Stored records

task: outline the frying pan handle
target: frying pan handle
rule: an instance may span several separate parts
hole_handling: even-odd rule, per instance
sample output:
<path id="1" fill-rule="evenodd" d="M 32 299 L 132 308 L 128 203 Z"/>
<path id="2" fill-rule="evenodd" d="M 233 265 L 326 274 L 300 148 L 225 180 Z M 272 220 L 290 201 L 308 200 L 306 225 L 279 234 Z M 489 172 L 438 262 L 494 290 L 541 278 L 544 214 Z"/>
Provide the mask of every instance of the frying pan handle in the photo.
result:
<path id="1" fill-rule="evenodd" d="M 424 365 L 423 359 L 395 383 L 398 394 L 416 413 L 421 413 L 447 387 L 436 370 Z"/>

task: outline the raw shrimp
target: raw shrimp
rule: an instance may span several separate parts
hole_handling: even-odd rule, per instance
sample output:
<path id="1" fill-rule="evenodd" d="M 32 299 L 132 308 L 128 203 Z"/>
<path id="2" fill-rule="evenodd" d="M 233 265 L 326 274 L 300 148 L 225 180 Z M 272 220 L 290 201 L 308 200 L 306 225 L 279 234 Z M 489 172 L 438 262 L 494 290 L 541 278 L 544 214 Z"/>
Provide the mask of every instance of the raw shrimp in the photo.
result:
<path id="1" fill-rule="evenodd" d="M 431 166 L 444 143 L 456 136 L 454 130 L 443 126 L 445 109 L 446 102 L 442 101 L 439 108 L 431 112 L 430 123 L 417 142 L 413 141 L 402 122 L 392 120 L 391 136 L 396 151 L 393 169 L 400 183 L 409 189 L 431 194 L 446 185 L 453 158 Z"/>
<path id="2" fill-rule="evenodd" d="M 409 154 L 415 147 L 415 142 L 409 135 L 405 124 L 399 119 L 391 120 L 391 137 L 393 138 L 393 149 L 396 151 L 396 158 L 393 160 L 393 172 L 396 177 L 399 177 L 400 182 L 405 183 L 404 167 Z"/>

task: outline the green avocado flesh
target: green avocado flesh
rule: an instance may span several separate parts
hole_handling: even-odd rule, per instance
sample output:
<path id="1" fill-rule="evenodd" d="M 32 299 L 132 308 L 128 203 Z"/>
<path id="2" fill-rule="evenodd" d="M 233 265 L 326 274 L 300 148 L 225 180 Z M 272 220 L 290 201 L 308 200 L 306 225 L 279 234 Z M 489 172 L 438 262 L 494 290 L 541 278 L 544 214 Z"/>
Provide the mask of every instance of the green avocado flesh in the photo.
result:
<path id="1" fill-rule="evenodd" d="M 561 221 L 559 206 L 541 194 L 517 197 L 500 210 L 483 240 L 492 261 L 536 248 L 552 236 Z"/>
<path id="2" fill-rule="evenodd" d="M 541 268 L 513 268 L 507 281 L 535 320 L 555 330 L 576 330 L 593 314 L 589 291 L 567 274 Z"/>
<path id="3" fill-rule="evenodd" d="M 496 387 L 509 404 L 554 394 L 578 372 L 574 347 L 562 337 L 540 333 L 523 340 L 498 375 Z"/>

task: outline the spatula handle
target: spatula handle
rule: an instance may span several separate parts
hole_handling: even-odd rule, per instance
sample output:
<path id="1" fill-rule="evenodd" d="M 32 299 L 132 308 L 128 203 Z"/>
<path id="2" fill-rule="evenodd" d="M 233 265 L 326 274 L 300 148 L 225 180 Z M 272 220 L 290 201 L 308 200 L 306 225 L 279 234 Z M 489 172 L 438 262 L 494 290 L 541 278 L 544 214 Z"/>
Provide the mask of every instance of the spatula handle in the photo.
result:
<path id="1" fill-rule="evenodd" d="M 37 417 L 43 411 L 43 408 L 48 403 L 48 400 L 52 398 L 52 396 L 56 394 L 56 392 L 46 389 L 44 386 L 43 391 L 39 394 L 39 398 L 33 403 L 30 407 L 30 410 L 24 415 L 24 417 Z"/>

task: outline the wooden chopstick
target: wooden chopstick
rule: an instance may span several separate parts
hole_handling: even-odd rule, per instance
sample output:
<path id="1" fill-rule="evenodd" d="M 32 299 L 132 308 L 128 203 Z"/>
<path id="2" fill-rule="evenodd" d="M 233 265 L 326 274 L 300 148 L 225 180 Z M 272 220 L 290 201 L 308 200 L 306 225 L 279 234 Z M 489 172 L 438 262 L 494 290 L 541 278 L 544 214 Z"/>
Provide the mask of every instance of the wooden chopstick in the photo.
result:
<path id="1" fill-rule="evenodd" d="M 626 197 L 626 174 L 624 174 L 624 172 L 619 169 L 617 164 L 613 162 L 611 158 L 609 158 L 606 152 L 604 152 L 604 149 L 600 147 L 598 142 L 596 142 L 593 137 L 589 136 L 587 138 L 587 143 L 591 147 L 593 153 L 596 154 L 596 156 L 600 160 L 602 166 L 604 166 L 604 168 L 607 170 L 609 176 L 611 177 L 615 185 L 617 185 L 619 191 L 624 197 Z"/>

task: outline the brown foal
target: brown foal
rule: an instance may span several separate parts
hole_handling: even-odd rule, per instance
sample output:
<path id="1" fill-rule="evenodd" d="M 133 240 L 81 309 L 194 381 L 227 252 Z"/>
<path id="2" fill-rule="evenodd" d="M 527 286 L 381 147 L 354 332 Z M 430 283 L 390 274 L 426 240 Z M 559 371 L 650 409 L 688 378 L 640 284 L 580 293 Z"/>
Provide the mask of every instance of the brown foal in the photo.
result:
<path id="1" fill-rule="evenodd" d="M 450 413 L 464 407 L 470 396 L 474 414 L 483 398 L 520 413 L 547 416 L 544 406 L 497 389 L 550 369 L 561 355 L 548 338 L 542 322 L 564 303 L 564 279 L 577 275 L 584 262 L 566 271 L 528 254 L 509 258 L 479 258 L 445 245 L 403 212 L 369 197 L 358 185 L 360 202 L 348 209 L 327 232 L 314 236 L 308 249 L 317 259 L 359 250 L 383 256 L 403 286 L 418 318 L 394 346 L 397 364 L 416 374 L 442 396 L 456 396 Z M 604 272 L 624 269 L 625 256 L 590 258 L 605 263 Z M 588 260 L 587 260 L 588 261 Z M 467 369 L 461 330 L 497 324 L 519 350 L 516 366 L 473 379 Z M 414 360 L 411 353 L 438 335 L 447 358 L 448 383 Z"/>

- _WHAT TO WORK ON_
Search the data for "Provide". Copy each line that has it.

- _EXERCISE SOLUTION_
Provide the mask of every instance of the frying pan handle in the photo.
Provide the mask of every instance of the raw shrimp in the photo.
Provide the mask of every instance of the green avocado flesh in the photo.
Provide the mask of every instance of the spatula handle in the photo.
Provide the mask of every instance of the wooden chopstick in the photo.
Provide the mask of every instance of the brown foal in the photo.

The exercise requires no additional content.